• [ASSIGNMENT]: Start at the line that contains "Would you mind pointing at the steel". Repeat it and each line after it, exactly, up to and including the final line of the data.

• [INFORMATION]:
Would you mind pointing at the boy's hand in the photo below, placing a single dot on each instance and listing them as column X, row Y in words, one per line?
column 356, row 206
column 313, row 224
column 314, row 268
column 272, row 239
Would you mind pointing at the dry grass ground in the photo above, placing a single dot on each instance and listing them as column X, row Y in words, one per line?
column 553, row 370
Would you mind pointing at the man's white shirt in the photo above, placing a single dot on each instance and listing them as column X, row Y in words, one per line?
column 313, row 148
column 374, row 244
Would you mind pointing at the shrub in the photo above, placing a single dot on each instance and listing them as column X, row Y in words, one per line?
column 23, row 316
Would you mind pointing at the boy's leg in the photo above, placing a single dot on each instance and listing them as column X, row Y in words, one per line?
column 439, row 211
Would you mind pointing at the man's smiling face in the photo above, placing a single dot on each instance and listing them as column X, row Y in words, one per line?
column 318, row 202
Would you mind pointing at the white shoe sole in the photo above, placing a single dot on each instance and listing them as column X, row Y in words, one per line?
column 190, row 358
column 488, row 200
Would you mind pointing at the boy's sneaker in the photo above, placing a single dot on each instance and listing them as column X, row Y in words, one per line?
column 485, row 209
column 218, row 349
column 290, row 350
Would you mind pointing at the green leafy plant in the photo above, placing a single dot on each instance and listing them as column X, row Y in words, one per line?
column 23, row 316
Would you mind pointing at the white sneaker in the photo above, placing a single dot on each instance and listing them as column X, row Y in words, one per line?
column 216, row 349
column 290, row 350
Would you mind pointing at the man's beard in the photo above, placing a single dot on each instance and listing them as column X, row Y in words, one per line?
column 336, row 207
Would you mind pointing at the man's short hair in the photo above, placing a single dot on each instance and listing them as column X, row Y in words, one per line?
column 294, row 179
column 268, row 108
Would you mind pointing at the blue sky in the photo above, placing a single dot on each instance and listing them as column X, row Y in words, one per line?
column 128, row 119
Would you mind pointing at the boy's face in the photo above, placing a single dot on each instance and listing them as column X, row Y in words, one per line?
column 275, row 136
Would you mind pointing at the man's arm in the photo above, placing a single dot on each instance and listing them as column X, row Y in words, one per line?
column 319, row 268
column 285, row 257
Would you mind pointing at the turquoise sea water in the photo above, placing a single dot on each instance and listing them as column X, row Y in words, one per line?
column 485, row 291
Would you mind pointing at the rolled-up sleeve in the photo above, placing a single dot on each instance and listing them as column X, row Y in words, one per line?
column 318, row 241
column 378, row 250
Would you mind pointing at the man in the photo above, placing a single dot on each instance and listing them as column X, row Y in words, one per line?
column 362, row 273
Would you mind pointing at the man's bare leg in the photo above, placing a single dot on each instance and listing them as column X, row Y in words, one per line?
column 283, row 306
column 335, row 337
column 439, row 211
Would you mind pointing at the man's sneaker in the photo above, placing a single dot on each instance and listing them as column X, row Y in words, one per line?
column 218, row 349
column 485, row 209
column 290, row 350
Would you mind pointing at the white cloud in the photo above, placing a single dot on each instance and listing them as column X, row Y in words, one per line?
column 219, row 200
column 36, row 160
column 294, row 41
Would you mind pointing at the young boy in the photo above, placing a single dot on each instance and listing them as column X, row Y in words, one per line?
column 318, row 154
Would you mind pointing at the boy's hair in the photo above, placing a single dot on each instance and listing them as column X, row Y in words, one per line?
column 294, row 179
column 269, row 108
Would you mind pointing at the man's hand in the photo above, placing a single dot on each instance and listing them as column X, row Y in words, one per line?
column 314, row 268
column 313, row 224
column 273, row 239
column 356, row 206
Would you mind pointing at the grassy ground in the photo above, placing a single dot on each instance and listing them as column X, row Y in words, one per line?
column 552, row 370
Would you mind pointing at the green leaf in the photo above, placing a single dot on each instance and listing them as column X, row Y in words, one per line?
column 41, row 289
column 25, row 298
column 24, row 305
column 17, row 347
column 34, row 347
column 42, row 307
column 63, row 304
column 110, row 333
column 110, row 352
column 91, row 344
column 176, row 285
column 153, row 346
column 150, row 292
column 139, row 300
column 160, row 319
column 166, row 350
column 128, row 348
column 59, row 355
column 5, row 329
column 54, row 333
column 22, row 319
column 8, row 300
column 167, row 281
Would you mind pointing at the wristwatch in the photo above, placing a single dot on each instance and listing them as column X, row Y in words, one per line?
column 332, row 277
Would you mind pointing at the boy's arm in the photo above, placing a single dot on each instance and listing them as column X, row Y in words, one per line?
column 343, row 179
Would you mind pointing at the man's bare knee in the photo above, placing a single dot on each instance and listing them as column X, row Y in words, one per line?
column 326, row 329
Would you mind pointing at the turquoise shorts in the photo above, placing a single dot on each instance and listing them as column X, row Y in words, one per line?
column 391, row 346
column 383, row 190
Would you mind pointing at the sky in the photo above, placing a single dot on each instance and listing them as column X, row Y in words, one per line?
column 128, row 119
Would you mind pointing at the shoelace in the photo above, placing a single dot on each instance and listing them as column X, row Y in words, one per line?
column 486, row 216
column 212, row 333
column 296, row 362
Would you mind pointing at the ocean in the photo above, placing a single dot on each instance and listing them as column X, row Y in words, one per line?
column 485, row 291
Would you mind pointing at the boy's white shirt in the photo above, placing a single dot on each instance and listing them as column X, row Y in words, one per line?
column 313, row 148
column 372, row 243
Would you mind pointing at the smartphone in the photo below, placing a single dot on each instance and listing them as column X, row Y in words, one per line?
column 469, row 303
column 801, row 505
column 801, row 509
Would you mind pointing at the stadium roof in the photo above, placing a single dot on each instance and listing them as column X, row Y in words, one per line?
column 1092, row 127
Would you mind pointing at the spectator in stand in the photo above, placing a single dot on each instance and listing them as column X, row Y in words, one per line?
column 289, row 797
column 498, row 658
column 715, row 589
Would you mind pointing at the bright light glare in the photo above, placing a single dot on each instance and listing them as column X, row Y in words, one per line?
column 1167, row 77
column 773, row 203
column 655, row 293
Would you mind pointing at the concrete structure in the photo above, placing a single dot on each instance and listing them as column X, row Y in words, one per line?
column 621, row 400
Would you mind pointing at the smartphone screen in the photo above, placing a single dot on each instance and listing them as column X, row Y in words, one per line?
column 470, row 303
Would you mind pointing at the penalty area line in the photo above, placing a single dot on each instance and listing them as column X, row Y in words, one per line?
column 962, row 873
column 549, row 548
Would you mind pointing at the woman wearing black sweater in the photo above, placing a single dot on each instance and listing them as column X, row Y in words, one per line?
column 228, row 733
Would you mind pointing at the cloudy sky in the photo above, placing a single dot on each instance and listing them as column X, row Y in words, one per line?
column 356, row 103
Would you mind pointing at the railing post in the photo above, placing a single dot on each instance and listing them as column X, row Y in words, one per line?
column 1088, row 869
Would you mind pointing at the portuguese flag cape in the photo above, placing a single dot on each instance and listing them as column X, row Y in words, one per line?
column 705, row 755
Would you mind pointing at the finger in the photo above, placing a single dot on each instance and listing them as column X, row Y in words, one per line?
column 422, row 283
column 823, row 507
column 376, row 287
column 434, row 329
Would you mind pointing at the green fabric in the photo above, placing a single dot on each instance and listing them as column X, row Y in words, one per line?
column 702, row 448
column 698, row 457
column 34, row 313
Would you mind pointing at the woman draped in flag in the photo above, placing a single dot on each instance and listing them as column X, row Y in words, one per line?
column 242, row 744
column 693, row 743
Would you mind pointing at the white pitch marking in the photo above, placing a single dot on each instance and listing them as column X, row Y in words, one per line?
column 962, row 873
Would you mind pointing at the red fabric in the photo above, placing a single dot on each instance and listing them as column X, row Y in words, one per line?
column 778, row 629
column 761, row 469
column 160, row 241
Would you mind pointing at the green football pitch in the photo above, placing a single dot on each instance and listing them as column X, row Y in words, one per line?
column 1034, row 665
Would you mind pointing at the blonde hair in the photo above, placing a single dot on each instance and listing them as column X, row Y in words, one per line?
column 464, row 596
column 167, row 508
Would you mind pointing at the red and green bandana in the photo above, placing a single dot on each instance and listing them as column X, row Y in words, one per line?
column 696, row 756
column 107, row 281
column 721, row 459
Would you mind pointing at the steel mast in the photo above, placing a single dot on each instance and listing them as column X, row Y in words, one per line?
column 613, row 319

• [SOLUTION]:
Would you mind pointing at the steel mast in the photo above, placing a single dot on each instance and listing them as column X, row Y in words, one per line?
column 613, row 319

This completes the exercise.